| Given request |
Reproduce the forum thread about LibreOffice menu icons disappearing after a FreeBSD update in full, word for word.

[Extract to read start]

# Disappearing icons in Libreoffice 4.3.5_2 GUI



## kkaos (Dec 31, 2014)

A week and a half ago, I performed some long-needed (read: about 4 months of) updates on the OS (from FreeBSD 10.0 to 10.1) and my installed ports on my PC. Since then, and even after installing the latest update today, the GUI for editors/libreoffice is malfunctioning. The icons for the menus (e.g. File) only show a line instead. If I move the window or move the mouse cursor over where these icons should be, they'll appear but will disappear again soon after.

I built editors/libreoffice with x11-toolkits/gtk20. I had tried rebuilding the port with x11-toolkits/gtk30, but the rebuild did not resolve this issue. Anyway, I don't think the problem is with either x11-toolkits/gtk20 or x11-toolkits/gtk30 because other applications that use either are not having this issue.

Has anyone else experienced this issue? I may go ahead and file a bug report, but in case I'm missing something simple, I'll wait for a reply or two.


----------



## protocelt (Dec 31, 2014)

Hi

Are you by chance using either of the x11-themes/qtcurve-gtk2, or x11-themes/qtcurve-qt4 ports?


----------



## wblock@ (Dec 31, 2014)

Did you read and follow all the steps that had been added to /usr/ports/UPDATING in the time since the last update?


----------



## kkaos (Dec 31, 2014)

protocelt said:


> Hi
> 
> Are you by chance using either of the x11-themes/qtcurve-gtk2, or x11-themes/qtcurve-qt4 ports?



No, neither port is installed on my machine.


----------



## kkaos (Dec 31, 2014)

[Extract to read end]
[Data shown start]

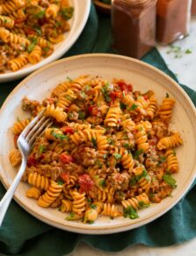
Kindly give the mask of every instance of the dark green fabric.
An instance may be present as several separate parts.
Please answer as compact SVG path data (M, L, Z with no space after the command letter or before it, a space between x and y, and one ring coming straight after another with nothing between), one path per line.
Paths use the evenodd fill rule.
M76 43L66 54L112 53L112 34L109 16L96 15L91 6L87 25ZM154 49L142 61L153 64L177 80ZM0 85L0 103L19 81ZM196 105L196 92L182 86ZM171 210L153 222L141 228L113 235L80 235L57 230L35 219L12 201L0 228L0 255L57 256L70 253L81 242L105 251L118 252L127 246L143 244L166 246L178 244L196 236L195 183ZM0 184L0 198L5 192Z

[Data shown end]

| Solution |
# Disappearing icons in Libreoffice 4.3.5_2 GUI



## kkaos (Dec 31, 2014)

A week and a half ago, I performed some long-needed (read: about 4 months of) updates on the OS (from FreeBSD 10.0 to 10.1) and my installed ports on my PC. Since then, and even after installing the latest update today, the GUI for editors/libreoffice is malfunctioning. The icons for the menus (e.g. File) only show a line instead. If I move the window or move the mouse cursor over where these icons should be, they'll appear but will disappear again soon after.

I built editors/libreoffice with x11-toolkits/gtk20. I had tried rebuilding the port with x11-toolkits/gtk30, but the rebuild did not resolve this issue. Anyway, I don't think the problem is with either x11-toolkits/gtk20 or x11-toolkits/gtk30 because other applications that use either are not having this issue.

Has anyone else experienced this issue? I may go ahead and file a bug report, but in case I'm missing something simple, I'll wait for a reply or two.


----------



## protocelt (Dec 31, 2014)

Hi

Are you by chance using either of the x11-themes/qtcurve-gtk2, or x11-themes/qtcurve-qt4 ports?


----------



## wblock@ (Dec 31, 2014)

Did you read and follow all the steps that had been added to /usr/ports/UPDATING in the time since the last update?


----------



## kkaos (Dec 31, 2014)

protocelt said:


> Hi
> 
> Are you by chance using either of the x11-themes/qtcurve-gtk2, or x11-themes/qtcurve-qt4 ports?



No, neither port is installed on my machine.


----------



## kkaos (Dec 31, 2014)